--- Extract ---

As part of the arrangement, the operating entity may maintain the infrastructure, and periodic major maintenance may be required to enhance or extend the life of the infrastructure.

Topic 853 applies to operating entities when they enter into a service concession arrangement with a public-sector grantor who both:

  • Controls or has the ability to modify or approve the services that the operating entity must provide with the infrastructure, to whom it must provide them, and at what price.
  • Controls, through ownership, beneficial entitlement, or otherwise, any residual interest in the infrastructure at the end of the term of the arrangement.

In a service concession arrangement within the scope of Topic 853, the operating entity should not account for the infrastructure as a lease or as property, plant, and equipment. Instead, the operating entity should refer to other ASC topics to account for various aspects of a service concession arrangement.

For example, an operating entity should account for revenue relating to construction, upgrade, or operation services in accordance with Topic 605, Revenue Recognition, or Topic 606, Revenue From Contracts With Customers.

The provisions in the update are illustrated by an example in which a public-sector entity grantor (such as a government) enters into an arrangement with an operating entity that is to provide general maintenance of a toll road that is used by a third party (drivers). The update clarifies that the grantor (the government)—not the drivers—is the customer of the operation services in all cases for service concession arrangements within the scope of Topic 853.

--- Provided records ---

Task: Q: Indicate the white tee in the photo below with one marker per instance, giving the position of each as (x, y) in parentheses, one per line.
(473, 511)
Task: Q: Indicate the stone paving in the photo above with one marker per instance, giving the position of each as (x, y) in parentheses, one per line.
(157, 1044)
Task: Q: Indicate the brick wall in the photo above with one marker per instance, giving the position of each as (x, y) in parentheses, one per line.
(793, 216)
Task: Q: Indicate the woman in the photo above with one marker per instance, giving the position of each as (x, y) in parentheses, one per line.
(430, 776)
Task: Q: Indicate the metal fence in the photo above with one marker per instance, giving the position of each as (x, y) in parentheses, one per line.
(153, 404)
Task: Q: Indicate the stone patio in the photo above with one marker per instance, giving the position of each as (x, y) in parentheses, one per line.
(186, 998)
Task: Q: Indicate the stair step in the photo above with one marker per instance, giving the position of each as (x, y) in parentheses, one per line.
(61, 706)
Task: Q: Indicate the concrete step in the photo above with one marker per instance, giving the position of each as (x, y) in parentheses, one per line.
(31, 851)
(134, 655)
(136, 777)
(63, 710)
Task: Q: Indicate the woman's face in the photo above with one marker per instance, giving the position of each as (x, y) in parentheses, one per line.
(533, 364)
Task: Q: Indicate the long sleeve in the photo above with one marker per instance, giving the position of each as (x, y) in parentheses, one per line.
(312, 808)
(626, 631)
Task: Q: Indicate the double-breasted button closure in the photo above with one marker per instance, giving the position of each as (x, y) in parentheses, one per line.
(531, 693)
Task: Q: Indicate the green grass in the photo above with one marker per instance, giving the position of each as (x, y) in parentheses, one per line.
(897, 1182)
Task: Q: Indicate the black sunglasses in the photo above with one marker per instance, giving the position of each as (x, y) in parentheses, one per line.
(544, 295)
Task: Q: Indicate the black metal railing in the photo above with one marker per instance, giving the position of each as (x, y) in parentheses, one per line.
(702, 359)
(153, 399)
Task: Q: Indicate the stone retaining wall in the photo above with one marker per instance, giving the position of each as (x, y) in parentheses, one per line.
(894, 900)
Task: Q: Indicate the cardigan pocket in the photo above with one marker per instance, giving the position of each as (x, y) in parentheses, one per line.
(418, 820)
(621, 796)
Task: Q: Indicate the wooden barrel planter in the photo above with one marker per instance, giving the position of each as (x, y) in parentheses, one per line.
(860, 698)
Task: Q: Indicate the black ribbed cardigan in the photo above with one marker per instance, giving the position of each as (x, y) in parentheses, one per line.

---

Exercise instructions
1. Please reproduce the passage of the service concession text starting at "The provisions in" and ending at "of Topic 853.".
2. In the service concession text, who is the customer of the operation services in arrangements within the scope of Topic 853?
3. Carry the service concession text on from its last sentence.

Responses for each task
1.
The provisions in the update are illustrated by an example in which a public-sector entity grantor (such as a government) enters into an arrangement with an operating entity that is to provide general maintenance of a toll road that is used by a third party (drivers). The update clarifies that the grantor (the government)—not the drivers—is the customer of the operation services in all cases for service concession arrangements within the scope of Topic 853.

2. The grantor (the government), not the drivers.

3.
This update is needed because GAAP did not address how an operating entity should determine the customer of the operation services for transactions, which led to diversity in practice, according to the standard.

For entities that have not adopted Topic 606 before this update was issued, the effective date for the new amendments is the same as the date for Topic 606, whether that is early adoption or the required adoption date.

For entities that have adopted Topic 606, the effective date for this update varies. For certain entities—a public business entity; a not-for-profit entity that has issued, or is a conduit bond obligor for, securities that are traded, listed, or quoted on an exchange or an over-the-counter market; and an employee benefit plan that files or furnishes financial statements with or to the SEC—the standard is effective for fiscal years beginning after Dec. 15, 2017, including interim periods within those fiscal years.

For all other entities that have adopted Topic 606, the update is effective for fiscal years beginning after Dec. 15, 2018, and interim periods within fiscal years beginning after Dec. 15, 2019.

Anslee Wolfe is a freelance writer in Colorado Springs, Colo. To comment on this article or to suggest an idea for another article, contact Ken Tysiac, editorial director, at Kenneth.Tysiac@aicpa-cima.com or 919-402-2112.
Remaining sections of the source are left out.